Supplied records: Begin
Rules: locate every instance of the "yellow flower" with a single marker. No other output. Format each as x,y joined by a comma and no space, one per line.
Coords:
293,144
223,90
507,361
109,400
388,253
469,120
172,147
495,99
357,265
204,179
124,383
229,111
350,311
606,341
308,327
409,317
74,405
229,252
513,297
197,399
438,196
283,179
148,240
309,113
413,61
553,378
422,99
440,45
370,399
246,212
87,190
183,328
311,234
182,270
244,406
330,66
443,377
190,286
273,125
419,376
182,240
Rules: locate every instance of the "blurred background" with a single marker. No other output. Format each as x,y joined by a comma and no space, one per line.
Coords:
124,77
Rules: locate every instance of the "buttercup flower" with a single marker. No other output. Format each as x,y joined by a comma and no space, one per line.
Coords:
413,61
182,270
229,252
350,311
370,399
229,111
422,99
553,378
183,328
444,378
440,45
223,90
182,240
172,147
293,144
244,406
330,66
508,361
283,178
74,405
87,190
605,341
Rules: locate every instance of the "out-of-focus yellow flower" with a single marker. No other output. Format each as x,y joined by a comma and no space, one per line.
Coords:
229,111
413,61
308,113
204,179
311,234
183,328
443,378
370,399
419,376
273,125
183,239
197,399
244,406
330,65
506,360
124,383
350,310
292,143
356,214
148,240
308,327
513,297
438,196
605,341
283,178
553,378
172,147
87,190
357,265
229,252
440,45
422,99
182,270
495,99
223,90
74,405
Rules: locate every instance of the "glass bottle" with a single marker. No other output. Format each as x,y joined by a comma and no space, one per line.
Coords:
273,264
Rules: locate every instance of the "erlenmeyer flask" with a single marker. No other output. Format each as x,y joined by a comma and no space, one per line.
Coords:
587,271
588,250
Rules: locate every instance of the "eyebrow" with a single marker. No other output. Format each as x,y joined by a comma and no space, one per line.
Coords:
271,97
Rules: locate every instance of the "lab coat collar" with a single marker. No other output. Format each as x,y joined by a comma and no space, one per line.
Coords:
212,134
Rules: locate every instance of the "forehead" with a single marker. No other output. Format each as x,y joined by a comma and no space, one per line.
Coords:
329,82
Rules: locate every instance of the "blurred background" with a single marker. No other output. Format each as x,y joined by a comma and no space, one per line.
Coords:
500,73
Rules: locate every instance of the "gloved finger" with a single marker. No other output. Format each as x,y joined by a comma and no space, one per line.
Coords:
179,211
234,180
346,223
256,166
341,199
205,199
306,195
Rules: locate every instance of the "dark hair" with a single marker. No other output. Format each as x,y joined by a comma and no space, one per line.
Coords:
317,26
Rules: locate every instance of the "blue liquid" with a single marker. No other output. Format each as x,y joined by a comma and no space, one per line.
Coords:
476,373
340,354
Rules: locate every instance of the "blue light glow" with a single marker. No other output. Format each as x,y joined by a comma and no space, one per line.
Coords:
Supplied records: End
Assignment ->
Repeat each entry above exactly as shown.

Reply to the exercise ->
Rules: locate every instance of the "yellow flower" with a single marker. No other output. Format each as x,y joined by a comma and no space, one per line.
Coords:
293,144
223,90
507,361
109,400
388,253
469,120
172,147
495,99
357,265
204,179
124,383
229,111
350,311
606,341
308,327
409,317
74,405
229,252
513,297
197,399
438,196
283,179
148,240
309,113
413,61
553,378
422,99
440,45
370,399
246,212
87,190
183,328
311,234
182,270
244,406
330,66
443,377
190,286
273,125
419,376
182,240
Rules: locate every instance of the "blurred background" with a single marker. No other output. Format each as x,y joined by a comma and no space, one per line.
Coords:
124,77
Rules: locate every instance of the "buttercup flower" with a single marker. No other output. Format each as x,y joined by a comma and no space, one per line.
Coords:
413,61
182,270
229,252
350,311
370,399
229,111
422,99
553,378
183,328
444,378
440,45
223,90
182,240
172,147
293,144
244,406
330,66
508,361
283,178
74,405
87,190
605,341
Rules: locate every instance of the "out-of-focus yellow flower" with a single marker. No other output. Format each as x,y joined by a comma and no space, one per line.
Coords:
229,111
413,61
308,113
204,179
311,234
183,328
443,378
370,399
419,376
273,125
183,239
197,399
244,406
330,65
506,360
124,383
350,310
292,143
356,214
148,240
308,327
513,297
438,196
605,341
283,178
553,378
172,147
87,190
357,265
229,252
440,45
422,99
182,270
495,99
223,90
74,405
Rules: locate every instance of the "glass bottle" with a single marker. No other output. Format each as x,y joined by a comma and no space, one per line.
Coords:
273,264
Rules: locate every instance of the "erlenmeyer flask" with a single marker. No other output. Format each as x,y joined by a comma and no space, one per line.
Coords:
587,271
588,250
Rules: locate every instance of the "eyebrow" with a single marker. No other output. Format each as x,y joined by a comma and no space, one per line.
Coords:
271,97
Rules: locate every instance of the "lab coat collar" with a single marker. No other output. Format each as x,y joined by a comma and no space, one per line.
Coords:
212,134
Rules: locate every instance of the "forehead" with a single marker. No other output. Format each as x,y joined by a comma and no space, one per line.
Coords:
329,82
Rules: locate every instance of the "blurred background" with a single marker. No other output. Format each as x,y joined by a comma and no space, one per line.
Coords:
500,73
Rules: locate every instance of the "gloved finger" with a single marker. No other output. Format each as x,y joined by a comma and no space, one per line.
Coords:
179,211
234,180
346,223
256,166
341,199
205,199
306,195
Rules: locate every instance of the "dark hair" with a single marker. No other output. Format each as x,y joined by a comma and no space, one per line.
Coords:
317,26
Rules: locate every instance of the "blue liquid" with a single marker. No other output. Format each as x,y joined by a comma and no space, one per line.
Coords:
476,373
340,354
Rules: locate every instance of the "blue light glow" with a single marker. No other output. Format each as x,y joined by a comma and no space, one per line.
Coords:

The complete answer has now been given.